— Instructions to follow —
Please convert every line of the material below into a JSON list of strings, one string per line, skipping blank lines and leaving out the pictures.

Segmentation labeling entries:
───

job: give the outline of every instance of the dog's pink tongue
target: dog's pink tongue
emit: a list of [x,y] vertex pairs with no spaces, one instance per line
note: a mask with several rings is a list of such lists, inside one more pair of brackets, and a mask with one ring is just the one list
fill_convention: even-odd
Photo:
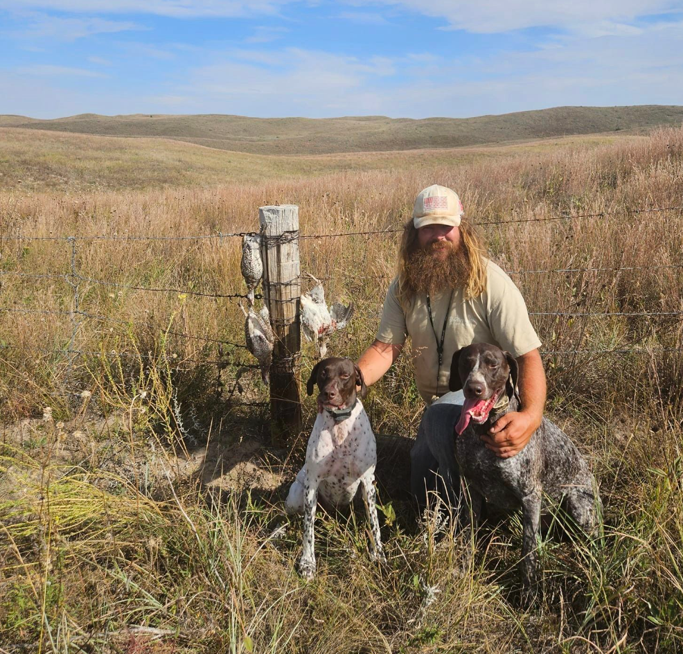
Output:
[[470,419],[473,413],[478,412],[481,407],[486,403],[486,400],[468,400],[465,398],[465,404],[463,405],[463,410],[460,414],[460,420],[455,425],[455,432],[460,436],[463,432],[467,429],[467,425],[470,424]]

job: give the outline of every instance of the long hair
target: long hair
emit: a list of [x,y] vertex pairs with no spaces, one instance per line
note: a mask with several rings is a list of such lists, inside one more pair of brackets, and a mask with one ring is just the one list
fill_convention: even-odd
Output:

───

— Result below —
[
  "job: give the outline of every instance of the dog's pink tongue",
  "target: dog's pink tongue",
  "emit: a list of [x,y] vertex pairs with no spaces, one instance per line",
  "note: a mask with several rings is a list of such lists, inside one more pair of brackets, and a mask with one ring is just the one list",
  "fill_convention: even-odd",
  "Photo:",
  "Output:",
  "[[470,419],[473,413],[478,412],[481,407],[486,403],[486,400],[468,400],[465,398],[465,404],[463,405],[463,410],[460,414],[460,420],[455,425],[455,432],[460,436],[463,432],[467,429],[467,425],[470,424]]",
  "job: give the outline of every instance of the long hair",
  "target: long hair",
  "emit: a list of [x,y] vertex pairs with no spaces, one instance per line",
  "note: a mask with several rings is a list of such lists, inside one more pair of brackets, and a mask with one ring is just the one list",
  "fill_convention: even-odd",
  "Output:"
]